## Exercise requirements
Whenever a line in the data holds the string "cloud", pull that line out.

## Dataset records
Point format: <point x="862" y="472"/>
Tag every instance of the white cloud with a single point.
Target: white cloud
==
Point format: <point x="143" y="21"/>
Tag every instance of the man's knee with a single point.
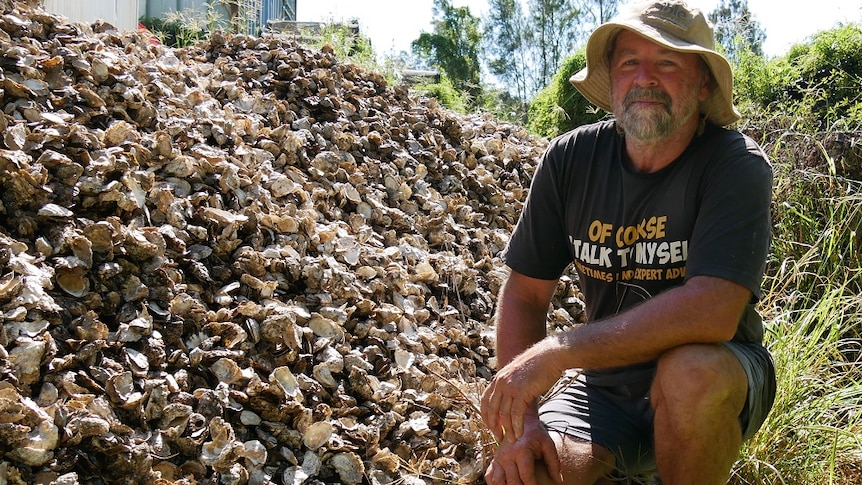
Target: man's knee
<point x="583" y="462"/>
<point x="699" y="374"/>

## Solution to this problem
Tag every instance of the white cloud with a single point.
Target: white cloud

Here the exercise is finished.